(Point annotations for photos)

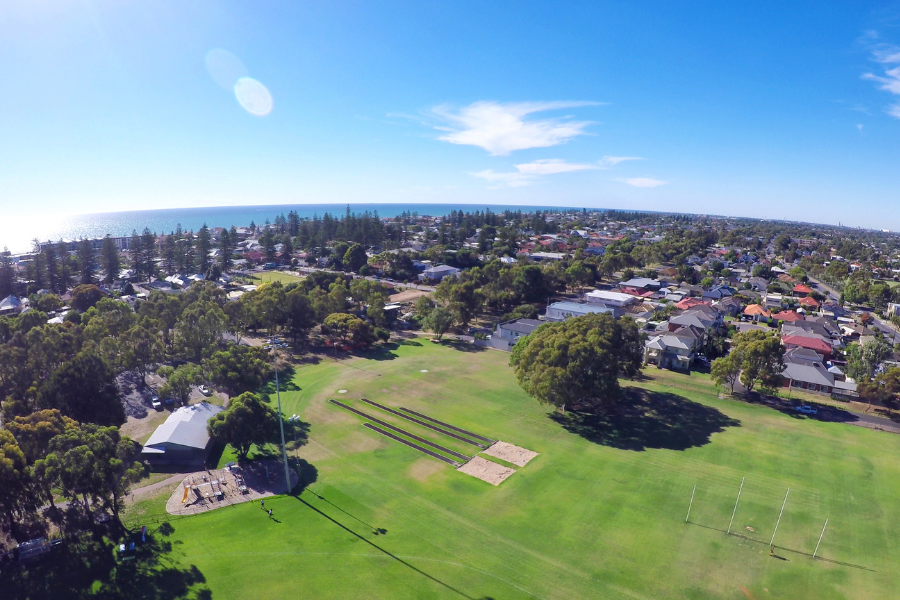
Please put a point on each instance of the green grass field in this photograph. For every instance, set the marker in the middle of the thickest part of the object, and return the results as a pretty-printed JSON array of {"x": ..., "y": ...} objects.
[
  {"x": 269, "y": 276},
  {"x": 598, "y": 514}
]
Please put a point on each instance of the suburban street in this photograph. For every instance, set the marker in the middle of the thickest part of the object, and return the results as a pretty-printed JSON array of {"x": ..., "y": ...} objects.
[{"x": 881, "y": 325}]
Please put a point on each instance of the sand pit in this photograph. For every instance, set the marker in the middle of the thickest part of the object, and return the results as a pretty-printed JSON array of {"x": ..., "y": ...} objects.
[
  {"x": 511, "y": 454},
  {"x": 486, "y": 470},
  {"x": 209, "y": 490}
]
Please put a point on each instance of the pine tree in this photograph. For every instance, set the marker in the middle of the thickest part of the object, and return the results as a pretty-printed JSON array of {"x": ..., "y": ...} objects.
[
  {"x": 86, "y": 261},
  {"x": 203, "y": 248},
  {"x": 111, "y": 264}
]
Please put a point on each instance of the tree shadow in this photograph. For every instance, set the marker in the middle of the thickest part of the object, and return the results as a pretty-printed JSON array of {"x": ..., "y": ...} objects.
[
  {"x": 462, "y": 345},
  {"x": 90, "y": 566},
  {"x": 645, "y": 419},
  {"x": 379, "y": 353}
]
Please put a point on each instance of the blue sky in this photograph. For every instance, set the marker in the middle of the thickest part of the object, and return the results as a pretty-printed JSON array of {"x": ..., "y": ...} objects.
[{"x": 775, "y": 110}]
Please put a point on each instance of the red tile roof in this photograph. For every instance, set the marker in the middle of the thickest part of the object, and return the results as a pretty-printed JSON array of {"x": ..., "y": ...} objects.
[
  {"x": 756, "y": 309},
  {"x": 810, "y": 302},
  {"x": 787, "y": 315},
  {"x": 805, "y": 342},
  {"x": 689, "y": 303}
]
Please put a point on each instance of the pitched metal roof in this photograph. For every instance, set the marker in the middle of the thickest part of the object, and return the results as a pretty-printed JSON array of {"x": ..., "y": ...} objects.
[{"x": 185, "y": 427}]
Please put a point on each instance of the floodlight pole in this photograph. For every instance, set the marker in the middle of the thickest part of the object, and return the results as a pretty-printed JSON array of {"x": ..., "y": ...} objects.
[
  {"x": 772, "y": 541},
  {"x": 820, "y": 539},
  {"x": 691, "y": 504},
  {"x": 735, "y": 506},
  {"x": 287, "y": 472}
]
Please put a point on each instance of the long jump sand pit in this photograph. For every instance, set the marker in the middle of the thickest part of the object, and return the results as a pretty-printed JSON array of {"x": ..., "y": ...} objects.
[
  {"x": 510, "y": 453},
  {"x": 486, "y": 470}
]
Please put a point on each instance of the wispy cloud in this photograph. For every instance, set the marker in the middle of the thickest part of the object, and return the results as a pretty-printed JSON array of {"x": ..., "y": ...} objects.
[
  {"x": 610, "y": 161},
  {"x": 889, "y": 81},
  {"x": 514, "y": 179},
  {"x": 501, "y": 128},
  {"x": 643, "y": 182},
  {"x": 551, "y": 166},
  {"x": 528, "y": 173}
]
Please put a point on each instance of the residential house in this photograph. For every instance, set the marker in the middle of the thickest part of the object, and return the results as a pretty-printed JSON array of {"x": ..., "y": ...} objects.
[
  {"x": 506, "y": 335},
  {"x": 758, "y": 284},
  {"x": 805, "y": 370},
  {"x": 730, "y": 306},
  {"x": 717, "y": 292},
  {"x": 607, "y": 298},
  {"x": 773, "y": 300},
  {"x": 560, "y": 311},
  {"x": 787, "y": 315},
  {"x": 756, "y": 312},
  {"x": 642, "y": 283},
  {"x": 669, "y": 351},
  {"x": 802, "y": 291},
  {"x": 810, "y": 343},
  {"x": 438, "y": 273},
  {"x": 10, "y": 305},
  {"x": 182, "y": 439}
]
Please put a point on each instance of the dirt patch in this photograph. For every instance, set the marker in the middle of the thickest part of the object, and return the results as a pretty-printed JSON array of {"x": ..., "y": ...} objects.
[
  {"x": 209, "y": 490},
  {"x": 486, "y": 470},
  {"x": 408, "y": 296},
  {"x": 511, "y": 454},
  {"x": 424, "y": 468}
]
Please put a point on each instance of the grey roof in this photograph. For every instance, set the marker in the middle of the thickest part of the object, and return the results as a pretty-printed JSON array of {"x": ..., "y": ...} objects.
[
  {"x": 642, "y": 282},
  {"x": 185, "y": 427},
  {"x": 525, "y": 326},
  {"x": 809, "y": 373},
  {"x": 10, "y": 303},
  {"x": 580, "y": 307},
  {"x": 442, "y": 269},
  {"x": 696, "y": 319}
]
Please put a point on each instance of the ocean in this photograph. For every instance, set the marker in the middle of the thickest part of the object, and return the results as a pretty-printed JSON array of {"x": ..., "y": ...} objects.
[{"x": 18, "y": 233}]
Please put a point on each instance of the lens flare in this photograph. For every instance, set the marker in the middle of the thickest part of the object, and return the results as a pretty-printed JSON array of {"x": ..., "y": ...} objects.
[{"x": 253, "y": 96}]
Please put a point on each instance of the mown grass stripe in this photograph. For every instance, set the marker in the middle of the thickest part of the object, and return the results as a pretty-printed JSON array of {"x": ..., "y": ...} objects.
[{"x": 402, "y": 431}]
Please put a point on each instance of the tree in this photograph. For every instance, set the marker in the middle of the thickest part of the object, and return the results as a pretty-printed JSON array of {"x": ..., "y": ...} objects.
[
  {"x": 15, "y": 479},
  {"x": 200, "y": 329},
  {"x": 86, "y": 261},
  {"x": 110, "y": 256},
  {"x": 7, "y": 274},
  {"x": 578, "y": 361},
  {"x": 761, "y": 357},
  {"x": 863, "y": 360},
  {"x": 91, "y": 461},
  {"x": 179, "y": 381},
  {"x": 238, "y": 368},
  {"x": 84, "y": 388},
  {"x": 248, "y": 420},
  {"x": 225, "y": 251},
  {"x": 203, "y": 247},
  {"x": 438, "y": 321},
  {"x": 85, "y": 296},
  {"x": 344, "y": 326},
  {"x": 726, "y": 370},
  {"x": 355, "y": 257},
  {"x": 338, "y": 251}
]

→ Work to do
Your copy should repeat each entry above exactly but contain no pictures.

→ Solution
Please put a point on each instance of the green grass field in this photograph. For every instance, set the marker in the middle of the thickest part of the object, and return the results as a pretty-printed JSON array of {"x": ..., "y": ...} objects.
[
  {"x": 269, "y": 276},
  {"x": 598, "y": 514}
]
Please put a point on each instance of the suburban street in this photograph. For every instance, set the marker in the middle of the thickest part of the object, and return the results as a pretty-printed JSON array of {"x": ..., "y": ...} objects.
[{"x": 881, "y": 325}]
Please put a point on each instance of the sand pit in this photograph. For every instance, set the marker in the middle of the thickest part of the object, and return the results as a pretty-printed JSON array of {"x": ..., "y": ...} objects.
[
  {"x": 511, "y": 454},
  {"x": 486, "y": 470},
  {"x": 209, "y": 490}
]
Please put a point on each instance of the pine tree in this photograph. For every instance, set the marker in the middle of the thickest part of the object, and return the results as a pretty-printed JSON array of {"x": ..., "y": ...} objects.
[
  {"x": 86, "y": 261},
  {"x": 203, "y": 248},
  {"x": 111, "y": 264}
]
Please put a point on each instance of the tree shadow in this photograph. For every instance, set the marker in the middle of the thickest part of the object, and return the results as a pretty-printed JSON array of {"x": ..., "y": ...} objects.
[
  {"x": 462, "y": 345},
  {"x": 90, "y": 566},
  {"x": 645, "y": 419},
  {"x": 379, "y": 353}
]
Please put a point on each instance of the blue sky in this photograph. For every instance, set the marker in the middle of the thickest part of the object, and return the results as a pretty-printed JSON array of {"x": ..., "y": ...} objects.
[{"x": 775, "y": 110}]
Please put a point on each instance of the red tile roof in this photograph. For every instance, set the marker in the middle of the thickest part of the object, and return the results as a pretty-printed JSON array of {"x": ..., "y": ...} objects.
[
  {"x": 756, "y": 309},
  {"x": 810, "y": 302},
  {"x": 787, "y": 315},
  {"x": 805, "y": 342},
  {"x": 689, "y": 303}
]
Please put a point on each instance of the pitched metal roof in this photograph. For every instance, set the marker in the middle of the thickest part of the object, and return the results as a pretty-printed JSON array of {"x": ..., "y": ...} objects.
[{"x": 185, "y": 427}]
Please put a point on each instance of the floodlight pole in this photograph. For every instance, set the marker in the middle of the thickest part of the object, and return the results as a pretty-printed JSON array of {"x": ..., "y": ...} objects.
[
  {"x": 772, "y": 541},
  {"x": 820, "y": 539},
  {"x": 691, "y": 504},
  {"x": 735, "y": 506},
  {"x": 287, "y": 472}
]
Please put a point on each instance of the long jump sand pit in this photograph. For every instance, set the marker in the middle of the thickest part of the object, and return the results as a pretty-printed JSON array of {"x": ..., "y": ...} objects.
[
  {"x": 510, "y": 453},
  {"x": 486, "y": 470}
]
Please put a point on each instance of the wispy cloud in this photograph. For every instance, set the marker in the middle of the thickest part of the object, and return the results as a pretty-printed JSON array of {"x": ..., "y": ...} objects.
[
  {"x": 610, "y": 161},
  {"x": 889, "y": 81},
  {"x": 514, "y": 179},
  {"x": 501, "y": 128},
  {"x": 643, "y": 182},
  {"x": 551, "y": 166},
  {"x": 528, "y": 173}
]
Please put a point on each instance of the residential house in this photograph. For every instance, set the marker in the middle of the thickest part of the object, and return the results as a pretty-printed JSON array of {"x": ..., "y": ...} objects.
[
  {"x": 506, "y": 335},
  {"x": 758, "y": 284},
  {"x": 805, "y": 370},
  {"x": 730, "y": 306},
  {"x": 717, "y": 292},
  {"x": 607, "y": 298},
  {"x": 773, "y": 300},
  {"x": 560, "y": 311},
  {"x": 787, "y": 315},
  {"x": 756, "y": 312},
  {"x": 642, "y": 283},
  {"x": 669, "y": 351},
  {"x": 802, "y": 291},
  {"x": 810, "y": 343},
  {"x": 438, "y": 273},
  {"x": 10, "y": 305},
  {"x": 182, "y": 439}
]
Please put a point on each instance of the dirt patch in this photograph. For every instance, set the marker in the middle of the thickest part of the object, and return the results as a pretty-printed JSON array of {"x": ..., "y": ...} objects.
[
  {"x": 209, "y": 490},
  {"x": 486, "y": 470},
  {"x": 408, "y": 296},
  {"x": 511, "y": 454},
  {"x": 424, "y": 468}
]
Please put a point on each instance of the grey roof in this photograph. For every instance, set the marker in the middle of the thickest part of the object, and return the results as a pretty-printed JSON array of {"x": ..., "y": ...} objects.
[
  {"x": 642, "y": 282},
  {"x": 185, "y": 427},
  {"x": 525, "y": 326},
  {"x": 809, "y": 373},
  {"x": 10, "y": 303},
  {"x": 580, "y": 307},
  {"x": 442, "y": 269},
  {"x": 696, "y": 319}
]
Please put a point on each instance of the ocean in this photograph. For every instance, set the marker in the middle of the thickest part of the object, and return the results as a pretty-printed JSON array of {"x": ..., "y": ...} objects.
[{"x": 18, "y": 233}]
Please put a point on each instance of the lens flare in this photograph. For every instance, set the marker in the middle of the thickest part of the object, and return the results as a pretty-printed JSON array of {"x": ..., "y": ...} objects.
[{"x": 253, "y": 96}]
Please put a point on each instance of the mown grass stripe in this photograph. For every instance, set the marker in the middle of the thickest part of the object, and return the results as a pretty-printed JSON array of {"x": ..., "y": ...} objects.
[{"x": 402, "y": 431}]
Please put a point on each instance of the tree in this photograph. For every instance, set the marker in the middle of the thickest part of the object, and return the results as a pretty-printed JSON array of {"x": ..., "y": ...} objects.
[
  {"x": 15, "y": 479},
  {"x": 200, "y": 329},
  {"x": 86, "y": 261},
  {"x": 110, "y": 256},
  {"x": 7, "y": 274},
  {"x": 578, "y": 361},
  {"x": 761, "y": 357},
  {"x": 863, "y": 360},
  {"x": 91, "y": 461},
  {"x": 179, "y": 381},
  {"x": 238, "y": 368},
  {"x": 84, "y": 388},
  {"x": 248, "y": 420},
  {"x": 225, "y": 251},
  {"x": 203, "y": 247},
  {"x": 438, "y": 321},
  {"x": 85, "y": 296},
  {"x": 344, "y": 326},
  {"x": 726, "y": 370},
  {"x": 355, "y": 257},
  {"x": 338, "y": 251}
]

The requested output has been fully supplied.